# Extract
::::::::

Companies That Turned Down Buyouts – And Got Even Better
The goal of any SMB owner is to build a business so successful that other companies want to buy it. Sometimes the business owner accepts the offer and walks away with a significantly larger bank account and sometimes the entrepreneur turns down the money. The latter can be a dicey move, but these three business owners proved that the reward was much greater than the risk.
Young Facebook Turned Down 11 Buyout Offers
Before Facebook became the leading social media site, it turned down 11 buyout offers, including one from Viacom for $1.5 billion. Of course, Facebook founder Mark Zuckerberg went on to become the world’s youngest billionaire and is now worth $19 billion, according to Forbes.
The company struggled through a shaky IPO in late 2012 as shares fell to $17.55, less than half the original asking price of $38 in May. Share prices rebounded, and the company’s market value today is about $100 billion. That’s an increase of 6,566 percent compared to Viacom’s $1.5 billion offer in 2006.

::::::::

# Provided material

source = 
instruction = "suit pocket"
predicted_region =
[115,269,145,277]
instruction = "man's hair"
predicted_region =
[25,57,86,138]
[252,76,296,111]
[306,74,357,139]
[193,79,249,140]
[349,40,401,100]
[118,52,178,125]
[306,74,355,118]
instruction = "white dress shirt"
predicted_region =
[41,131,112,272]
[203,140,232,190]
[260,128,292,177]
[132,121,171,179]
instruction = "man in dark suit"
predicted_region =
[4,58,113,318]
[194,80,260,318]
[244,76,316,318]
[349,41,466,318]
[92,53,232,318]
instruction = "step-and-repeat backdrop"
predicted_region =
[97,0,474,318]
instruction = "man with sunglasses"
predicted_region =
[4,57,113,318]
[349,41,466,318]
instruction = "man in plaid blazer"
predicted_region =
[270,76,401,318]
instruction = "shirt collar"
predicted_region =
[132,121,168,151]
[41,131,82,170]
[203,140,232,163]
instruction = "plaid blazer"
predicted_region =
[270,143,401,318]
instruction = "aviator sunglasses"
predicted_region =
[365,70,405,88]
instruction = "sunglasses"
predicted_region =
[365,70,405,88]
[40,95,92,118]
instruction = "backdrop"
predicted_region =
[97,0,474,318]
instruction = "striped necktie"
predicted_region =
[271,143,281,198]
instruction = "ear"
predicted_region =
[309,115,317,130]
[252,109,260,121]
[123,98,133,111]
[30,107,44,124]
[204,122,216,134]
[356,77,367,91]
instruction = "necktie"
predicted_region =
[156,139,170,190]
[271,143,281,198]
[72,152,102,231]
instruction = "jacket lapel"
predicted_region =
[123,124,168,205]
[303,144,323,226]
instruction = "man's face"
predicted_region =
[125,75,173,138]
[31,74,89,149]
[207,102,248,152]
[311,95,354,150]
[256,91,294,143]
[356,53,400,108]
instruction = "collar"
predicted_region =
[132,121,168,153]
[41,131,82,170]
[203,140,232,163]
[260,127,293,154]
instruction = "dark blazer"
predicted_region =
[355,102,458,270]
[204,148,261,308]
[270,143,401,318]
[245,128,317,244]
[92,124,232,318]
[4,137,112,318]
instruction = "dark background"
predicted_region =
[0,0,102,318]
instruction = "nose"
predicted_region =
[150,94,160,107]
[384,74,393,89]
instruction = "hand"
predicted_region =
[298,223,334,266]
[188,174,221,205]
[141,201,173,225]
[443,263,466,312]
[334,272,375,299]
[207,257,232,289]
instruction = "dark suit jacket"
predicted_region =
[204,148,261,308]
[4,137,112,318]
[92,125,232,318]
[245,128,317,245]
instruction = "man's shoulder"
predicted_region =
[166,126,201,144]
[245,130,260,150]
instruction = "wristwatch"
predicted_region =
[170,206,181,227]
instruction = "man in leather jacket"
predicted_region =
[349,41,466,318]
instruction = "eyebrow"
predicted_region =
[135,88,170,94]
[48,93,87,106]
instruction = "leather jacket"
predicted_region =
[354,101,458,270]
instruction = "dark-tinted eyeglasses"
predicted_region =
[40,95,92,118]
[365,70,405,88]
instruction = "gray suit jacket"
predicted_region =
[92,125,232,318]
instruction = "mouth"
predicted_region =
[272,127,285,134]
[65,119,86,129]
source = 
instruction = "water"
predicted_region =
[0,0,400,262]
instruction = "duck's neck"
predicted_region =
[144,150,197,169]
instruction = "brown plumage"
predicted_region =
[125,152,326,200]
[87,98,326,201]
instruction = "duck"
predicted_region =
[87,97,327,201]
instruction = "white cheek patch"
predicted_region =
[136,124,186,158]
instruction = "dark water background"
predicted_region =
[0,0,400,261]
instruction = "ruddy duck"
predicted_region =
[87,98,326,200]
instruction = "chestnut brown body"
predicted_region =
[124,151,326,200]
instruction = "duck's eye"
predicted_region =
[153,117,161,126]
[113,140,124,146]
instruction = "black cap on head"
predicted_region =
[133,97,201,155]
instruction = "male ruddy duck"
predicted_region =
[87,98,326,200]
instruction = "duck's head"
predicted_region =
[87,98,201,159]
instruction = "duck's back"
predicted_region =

::::::::

# What the task requires
Continue the article on companies that turned down buyout offers, starting right after its final sentence about Facebook's market value.

# Expected answer
Twitter Fights Facebook’s Charm
By 2010, Facebook had established itself as the dominant social media site, but newcomer Twitter was shaping up to become a worthy competitor. That same year, Twitter received two buyout offers, one from Facebook for $2 billion and one from Google for $10 billion.
Like with Zuckerberg, Twitter’s four founders turned down the offers and prepared their company to go public. Since its first shares sold in November 2013, Twitter’s market value has grown to roughly $24 billion.
Yelp Founder Turns Down $500 Million
The online review site grew quickly after its 2004 creation. From 2005 to 2006, the numbers of users increased from 12,000 to 100,000, and by the following year the site had 1 million user reviews.
In 2006, Yelp founder Jeremy Stoppelman turned down a $100 million offer from an unnamed company. In 2009, Google offered a $500 million buyout. Again, Stoppelman declined.
The company went public in March 2012. Since then, its market value has grown to $5 billion, 10 times the amount Google offered.
So, What Happens If You Get Approached About a Buyout?
The most important part of deciding whether or not to sell is to determine whether you’re ready to part with your business. Money aside, think about the outcome of the buyout. Will you feel relief or regret when you don’t have to go to the office every day?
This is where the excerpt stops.